* [Task instructions]:
Copy the lines below word for word, keeping every bracket and coordinate pair unchanged.

* [Provided material]:
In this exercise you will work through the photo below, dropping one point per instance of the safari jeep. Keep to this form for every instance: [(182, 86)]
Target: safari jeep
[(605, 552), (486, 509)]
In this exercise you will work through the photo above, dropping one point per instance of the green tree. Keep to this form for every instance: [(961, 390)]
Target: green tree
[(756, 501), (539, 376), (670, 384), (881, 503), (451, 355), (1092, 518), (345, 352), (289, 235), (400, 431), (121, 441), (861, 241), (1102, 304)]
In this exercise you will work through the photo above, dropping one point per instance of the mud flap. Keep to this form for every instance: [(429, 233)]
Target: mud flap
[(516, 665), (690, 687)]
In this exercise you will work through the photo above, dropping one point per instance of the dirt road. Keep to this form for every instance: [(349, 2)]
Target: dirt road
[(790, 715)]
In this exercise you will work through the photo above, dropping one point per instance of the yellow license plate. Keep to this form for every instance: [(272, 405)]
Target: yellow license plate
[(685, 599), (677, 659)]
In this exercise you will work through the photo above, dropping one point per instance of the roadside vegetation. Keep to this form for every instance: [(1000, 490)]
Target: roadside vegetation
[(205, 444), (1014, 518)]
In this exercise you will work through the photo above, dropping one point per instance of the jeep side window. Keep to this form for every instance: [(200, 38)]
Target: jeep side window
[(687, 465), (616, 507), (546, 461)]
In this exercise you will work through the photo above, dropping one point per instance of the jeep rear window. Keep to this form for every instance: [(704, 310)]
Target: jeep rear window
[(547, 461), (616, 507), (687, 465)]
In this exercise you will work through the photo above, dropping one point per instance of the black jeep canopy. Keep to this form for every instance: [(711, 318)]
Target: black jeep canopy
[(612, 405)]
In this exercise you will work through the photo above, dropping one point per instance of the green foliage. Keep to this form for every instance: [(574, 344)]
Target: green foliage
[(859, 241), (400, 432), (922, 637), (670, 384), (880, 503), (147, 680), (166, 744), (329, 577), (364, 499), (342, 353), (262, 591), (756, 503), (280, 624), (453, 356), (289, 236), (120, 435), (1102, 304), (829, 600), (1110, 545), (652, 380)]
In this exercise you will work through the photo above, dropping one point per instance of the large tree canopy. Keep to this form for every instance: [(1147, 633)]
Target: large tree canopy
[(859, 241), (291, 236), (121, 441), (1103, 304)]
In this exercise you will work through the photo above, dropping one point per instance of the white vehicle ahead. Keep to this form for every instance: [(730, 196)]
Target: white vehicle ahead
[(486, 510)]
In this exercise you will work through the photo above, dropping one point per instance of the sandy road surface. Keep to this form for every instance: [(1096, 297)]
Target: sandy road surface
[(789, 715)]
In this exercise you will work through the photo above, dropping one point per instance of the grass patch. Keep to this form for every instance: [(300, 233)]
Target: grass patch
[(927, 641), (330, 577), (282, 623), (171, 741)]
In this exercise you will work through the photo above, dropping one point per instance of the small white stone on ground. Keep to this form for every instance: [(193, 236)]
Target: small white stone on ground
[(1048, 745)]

* [Reply to the task]:
In this exercise you will work through the photo below, dropping one point per instance of the safari jeep. Keep to this form for every instance: [(182, 86)]
Target: safari jeep
[(605, 552), (486, 509)]
In this exercise you will work through the photo above, dropping one point per instance of the green tree. Keep to this form for every instance: [(961, 390)]
Target: green tree
[(756, 501), (539, 376), (670, 384), (881, 503), (451, 355), (1092, 518), (345, 352), (289, 235), (400, 431), (121, 441), (861, 241), (1102, 304)]
In this exercise you will work through the photo above, dropping one point per instance of the mud flap. Keep to this form for every instance: [(429, 233)]
Target: mud flap
[(516, 665), (690, 687)]
In this exercise you will work through the photo above, dropping one point per instance of the dirt road. Keep to this form for every instance: [(349, 2)]
Target: dirt road
[(790, 715)]
In this exercise you will work through the photo above, dropping one point per instance of the yellow license plate. Keep to this form for every instance: [(272, 405)]
Target: yellow license plate
[(685, 599), (677, 659)]
In this exercise you will work through the photo above, dropping one point per instance of the roadside vegetation. Keep to this form for every instance: [(1000, 490)]
Target: roadside vegetation
[(205, 444), (1014, 518)]
In this exercise you will work through the photo above, dropping one point per instance of the jeep side window. Keep to this form for every instance: [(200, 38)]
Target: jeep side window
[(687, 465), (616, 507), (546, 461)]
In this exercise you will work through the photo above, dropping one point per instance of the jeep rear window. Keep to this form for every instance: [(704, 310)]
Target: jeep rear window
[(547, 461), (616, 507), (687, 465)]
In this exercise you will work through the photo above, dropping one point per instance of the black jeep canopy. Keep to this form for every instance: [(711, 318)]
Target: black jeep canopy
[(612, 405)]
In this exercise you will work through the photo above, dropping one point per instance of the green foliage. Keep to this form for every instance: [(574, 344)]
Target: green foliage
[(859, 241), (400, 432), (922, 637), (670, 384), (880, 503), (147, 680), (166, 744), (329, 577), (364, 499), (342, 353), (262, 591), (756, 503), (280, 624), (453, 356), (289, 236), (120, 435), (1102, 304), (829, 600), (1110, 545), (652, 380)]
In this exercise you will work through the photo above, dropping one point per instance of the large tree canopy. Keep to this form for every instance: [(1147, 633)]
Target: large tree canopy
[(859, 241), (291, 236), (121, 441), (1103, 304)]
In this exercise you will work through the photo above, dropping one point per instance of the white vehicle ahead. Keep to this form for every instance: [(730, 196)]
Target: white vehicle ahead
[(486, 510)]
In this exercise you will work through the photo above, dropping one point per instance of the sandy road surface. Keep to this form for every instance: [(1096, 297)]
Target: sandy road surface
[(789, 715)]
In this exercise you will work through the photo above, dropping one point per instance of the grass patch. Keep to this form for every instance: [(300, 233)]
Target: grass patch
[(927, 641), (330, 577), (282, 623), (171, 741)]
In this exercise you will work through the photo above, dropping one point per instance of the small white stone on ground. Keep to this form for every instance: [(193, 236)]
Target: small white stone on ground
[(1048, 745)]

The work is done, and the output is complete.